Given text -
Residents warned as Louisiana braces for Hurricane Ida

A crew covers windows along Julia St. in the Central Business District as Hurricane Ida approaches the Louisiana coast in New Orleans, La. Saturday, Aug. 28, 2021. ( Max Becherer, NOLA.com, The Times-Picayune/The New Orleans Advocate via AP)
A crew covers windows along Julia St. in the Central Business District as Hurricane Ida approaches the Louisiana coast in New Orleans, La. Saturday, Aug. 28, 2021. ( Max Becherer, NOLA.com, The Times-Picayune/The New Orleans Advocate via AP)

NEW ORLEANS (AP) - Weather forecasters warned residents along Louisiana's coast to rush preparations Saturday in anticipation of an intensifying Hurricane Ida, which is expected to bring winds as high as 140 mph (225 kph) when it slams ashore Sunday.

Authorities called a combination of voluntary and mandatory evacuations for cities and communities across the region. In New Orleans the mayor ordered a mandatory evacuation for areas outside the city's levee system and a voluntary evacuation for residents inside the levee system. But since the storm quickly escalated in intensity, Mayor LaToya Cantrell said it was not possible to order a mandatory evacuation for the entire city, which would require using all lanes of some highways to leave the city.

"If you plan to evacuate, do so now," said a mid-morning advisory from the city.

Traffic was heavy on westbound routes out of town early Saturday and gas stations were busy.

Most gas stations in New Orleans and its suburbs were out of gas, and the few still open had lines more than a dozen cars deep and a wait time of nearly an hour.

Mike Laurent of Marrero, Louisiana, was filling up about a dozen gas canisters to fuel his generator and those belonging to friends and family. Laurent said he and his family will be riding out the storm at home despite concerns about the levee near his home being able to hold. It was reinforced after Hurricane Katrina in 2005.

"I don't think it's ever been tested like it's going to be tested tomorrow or Monday," he said. "I bought a dozen life jackets, just in case," he said. "I hope I get to bring them back. I hope I don't have to use them. But I'd rather have it and not need it than need it and not have it."

Data segment -
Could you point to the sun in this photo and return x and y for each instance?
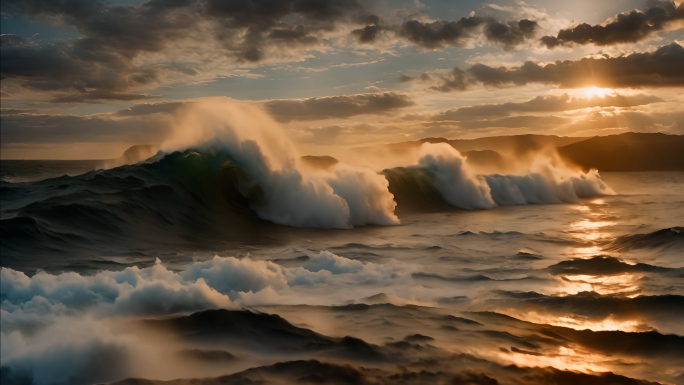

Work to do - Quote the Hurricane Ida article word for word, from "Traffic was heavy" up to and including "Katrina in 2005.". The listing comes from a source unrelated to the Hurricane Ida article.

Result for this exercise -
Traffic was heavy on westbound routes out of town early Saturday and gas stations were busy.

Most gas stations in New Orleans and its suburbs were out of gas, and the few still open had lines more than a dozen cars deep and a wait time of nearly an hour.

Mike Laurent of Marrero, Louisiana, was filling up about a dozen gas canisters to fuel his generator and those belonging to friends and family. Laurent said he and his family will be riding out the storm at home despite concerns about the levee near his home being able to hold. It was reinforced after Hurricane Katrina in 2005.